Time, 2020.
Directed by Garrett Bradley.
Starring Sibil Fox Richardson and Robert G. Richardson.
SYNOPSIS:
Fox Rich fights for the release of her husband, Rob, who is serving a 60-year sentence in prison.
Garrett Bradley’s towering – if perhaps too-hurried – documentary powerfully highlights a near-indisputable truth; black Americans are playing a rigged game that so often sets them up to fail. Time powerfully elucidates the obstacles standing in front of black prosperity – black contentment, even – yet is more overtly a testament to love and hope that endures over more than two decades.
Bradley’s focal subject is Sibil Fox Richardson (aka “Fox Rich”), a woman who has spent more than 20 years campaigning for her husband, Rob, to be released from prison all while single-handedly raising their six children. In 1997, the pair robbed a credit union after falling upon desperate times, with Fox ultimately being released after three years while Rob continues to live out a 60-year sentence.

■ TASK INSTRUCTIONS ■
1. According to the review of the documentary Time, how many children did Fox Rich raise single-handedly?
2. Continue the review of the documentary Time, starting right after its last sentence.

(Named-object pointing records)

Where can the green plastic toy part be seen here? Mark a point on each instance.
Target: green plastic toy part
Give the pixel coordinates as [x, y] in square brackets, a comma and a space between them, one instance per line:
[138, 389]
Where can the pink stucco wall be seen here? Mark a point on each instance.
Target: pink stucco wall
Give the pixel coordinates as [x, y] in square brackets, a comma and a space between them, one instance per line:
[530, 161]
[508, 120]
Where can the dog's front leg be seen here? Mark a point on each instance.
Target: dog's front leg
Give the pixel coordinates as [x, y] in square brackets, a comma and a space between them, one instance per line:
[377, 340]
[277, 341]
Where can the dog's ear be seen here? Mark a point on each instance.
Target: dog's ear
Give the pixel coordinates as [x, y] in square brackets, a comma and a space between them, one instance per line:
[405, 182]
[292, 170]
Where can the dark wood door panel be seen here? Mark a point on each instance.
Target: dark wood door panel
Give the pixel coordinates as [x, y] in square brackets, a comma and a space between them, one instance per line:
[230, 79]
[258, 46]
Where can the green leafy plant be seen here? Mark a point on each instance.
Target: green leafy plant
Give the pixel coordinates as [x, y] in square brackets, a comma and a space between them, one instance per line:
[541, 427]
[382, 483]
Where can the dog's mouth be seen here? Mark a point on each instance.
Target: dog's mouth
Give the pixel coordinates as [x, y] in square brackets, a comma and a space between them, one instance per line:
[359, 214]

■ IN RESPONSE ■
1. Six.

2.
The thrust of Bradley’s film comes down to a prison sentence which is flagrantly disproportionate to the nature of Rob’s crime, which while tinged with violence – armed as it was – resulted in no physical harm to those inside the bank, and which surely didn’t justify locking him away for most if not all of his remaining years.
Though originally conceived as a short-form documentary about the case, Bradley decided to expand it into this lithe 81-minute feature after Richardson gave her a bag of tapes containing 100 hours of home video footage she recorded while Rob was in prison. From the slivers we see here, they cover all the intimate milestones that Rob missed while inside, from the birth of his youngest children to the no-less vital “banalities” of home life.
While an opening clip from one of the first tapes paints the film’s tenor as optimistic-yet-bittersweet, with a younger Fox insisting, “everything is gonna be OK,” Time is a stinging document of how easily life can be ripped away from you, especially if you’re poor and doubly so if you’re black.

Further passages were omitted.